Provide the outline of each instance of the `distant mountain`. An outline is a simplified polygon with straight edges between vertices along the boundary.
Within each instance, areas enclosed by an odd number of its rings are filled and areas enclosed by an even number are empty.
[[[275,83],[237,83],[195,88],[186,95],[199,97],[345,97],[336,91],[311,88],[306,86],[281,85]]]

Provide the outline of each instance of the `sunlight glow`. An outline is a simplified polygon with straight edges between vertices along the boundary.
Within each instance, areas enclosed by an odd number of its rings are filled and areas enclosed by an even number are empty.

◆ ◆ ◆ ◆ ◆ ◆ ◆

Work to complete: Rewrite the records above with every "simplified polygon" replaced by "rough polygon" and everything else left unchanged.

Solution below:
Provide the outline of each instance of the `distant mountain`. An outline is a rough polygon with straight edges between vertices along the boundary.
Within each instance, areas enclosed by an odd number of its rings are filled and areas enclosed by an even number are empty.
[[[275,83],[237,83],[195,88],[186,95],[199,97],[345,97],[336,91],[311,88],[306,86],[281,85]]]

Provide the outline of each instance of the `sunlight glow`. An outline is a rough polygon with straight edges between vertices along the boundary.
Within each instance, areas enclosed by an odd number of its rings are filled and areas enclosed by an even number are empty.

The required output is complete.